Gather every line in the listing below that contains the word "foliage", matching its case exactly.

________________________

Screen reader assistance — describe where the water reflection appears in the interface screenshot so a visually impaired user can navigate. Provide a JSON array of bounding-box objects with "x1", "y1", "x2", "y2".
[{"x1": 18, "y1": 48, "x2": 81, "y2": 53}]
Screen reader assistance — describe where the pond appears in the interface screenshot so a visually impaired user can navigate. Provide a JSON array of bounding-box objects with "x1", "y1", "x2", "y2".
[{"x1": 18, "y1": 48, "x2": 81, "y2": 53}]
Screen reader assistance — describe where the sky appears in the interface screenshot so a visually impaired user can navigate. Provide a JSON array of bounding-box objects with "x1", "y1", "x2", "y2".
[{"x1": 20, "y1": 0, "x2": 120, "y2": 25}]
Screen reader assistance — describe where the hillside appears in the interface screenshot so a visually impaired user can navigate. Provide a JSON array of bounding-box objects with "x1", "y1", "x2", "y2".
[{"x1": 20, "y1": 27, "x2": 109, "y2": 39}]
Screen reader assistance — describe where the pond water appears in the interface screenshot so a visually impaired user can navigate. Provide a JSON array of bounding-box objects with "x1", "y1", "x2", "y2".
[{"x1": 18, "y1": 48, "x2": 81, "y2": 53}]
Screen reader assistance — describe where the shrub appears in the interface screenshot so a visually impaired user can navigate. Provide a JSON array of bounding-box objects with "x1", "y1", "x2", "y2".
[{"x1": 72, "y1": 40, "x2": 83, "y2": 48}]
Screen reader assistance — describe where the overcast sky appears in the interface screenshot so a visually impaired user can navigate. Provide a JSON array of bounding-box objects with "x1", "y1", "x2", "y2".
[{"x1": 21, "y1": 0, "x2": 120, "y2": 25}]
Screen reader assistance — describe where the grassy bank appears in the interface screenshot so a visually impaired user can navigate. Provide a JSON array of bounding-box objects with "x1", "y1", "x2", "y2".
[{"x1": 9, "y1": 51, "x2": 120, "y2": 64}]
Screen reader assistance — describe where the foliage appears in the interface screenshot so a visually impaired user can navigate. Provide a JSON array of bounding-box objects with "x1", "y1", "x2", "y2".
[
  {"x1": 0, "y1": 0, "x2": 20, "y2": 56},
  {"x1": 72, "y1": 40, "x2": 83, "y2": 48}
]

________________________

* WRITTEN RESPONSE *
Screen reader assistance — describe where the foliage appears in the interface screenshot so a visually impaired user can navigate. Provide a JSON array of bounding-box objects with "x1", "y1", "x2", "y2".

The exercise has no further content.